**Trecho selecionado**.
▬▬▬▬▬▬▬▬▬▬

Valor: Essa mensagem não chegará truncada à região?

Sarney Filho: A mensagem já está clara porque ali estamos
fazendo operações constantes. Na região já tem cem membros da Guarda Nacional,
é o lugar onde estamos concentrando o maior número de operações. Está bem clara
a presença do Estado, e o desmatamento já caiu 60% desde que entramos no
ministério. Valor: A lei de regularização fundiária, para os ruralistas, ou lei
da grilagem, para os ambientalistas, é tida como outro grande retrocesso.

Sarney Filho: Estamos cuidando de nosso setor, mas muitas de
nossas propostas não foram aceitas.

Valor: Em relação ao licenciamento, há um consenso político
acertado? A Lei Geral do Licenciamento tem finalmente um texto acordado?

▬▬▬▬▬▬▬▬▬▬

**Material fornecido**.
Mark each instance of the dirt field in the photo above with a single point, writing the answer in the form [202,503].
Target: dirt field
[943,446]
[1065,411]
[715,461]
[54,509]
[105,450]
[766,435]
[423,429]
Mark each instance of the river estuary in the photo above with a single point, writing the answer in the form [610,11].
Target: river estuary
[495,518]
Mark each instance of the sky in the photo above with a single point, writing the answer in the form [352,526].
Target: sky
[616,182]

▬▬▬▬▬▬▬▬▬▬

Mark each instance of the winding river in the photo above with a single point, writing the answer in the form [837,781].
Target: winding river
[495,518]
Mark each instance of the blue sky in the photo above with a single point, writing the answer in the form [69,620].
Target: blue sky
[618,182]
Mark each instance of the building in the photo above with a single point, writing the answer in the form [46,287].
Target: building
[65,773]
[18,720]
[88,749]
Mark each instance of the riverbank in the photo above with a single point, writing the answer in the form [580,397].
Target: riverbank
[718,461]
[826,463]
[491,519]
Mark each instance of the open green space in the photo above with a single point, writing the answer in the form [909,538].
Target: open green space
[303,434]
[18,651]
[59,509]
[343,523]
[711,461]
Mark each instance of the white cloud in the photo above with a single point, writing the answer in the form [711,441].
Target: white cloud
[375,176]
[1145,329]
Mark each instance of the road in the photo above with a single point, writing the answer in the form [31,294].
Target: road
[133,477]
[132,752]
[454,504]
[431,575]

▬▬▬▬▬▬▬▬▬▬

**Tarefas propostas**.
a) Transcreva da entrevista tudo o que vai de "Sarney Filho: Estamos" até "um texto acordado?", sem qualquer alteração.
b) Na entrevista, quantos membros da Guarda Nacional Sarney Filho afirma já haver na região?
O material não é necessário para a realização das tarefas.

**Soluções abaixo**.
a)
Sarney Filho: Estamos cuidando de nosso setor, mas muitas de
nossas propostas não foram aceitas.

Valor: Em relação ao licenciamento, há um consenso político
acertado? A Lei Geral do Licenciamento tem finalmente um texto acordado?

b) Cem membros.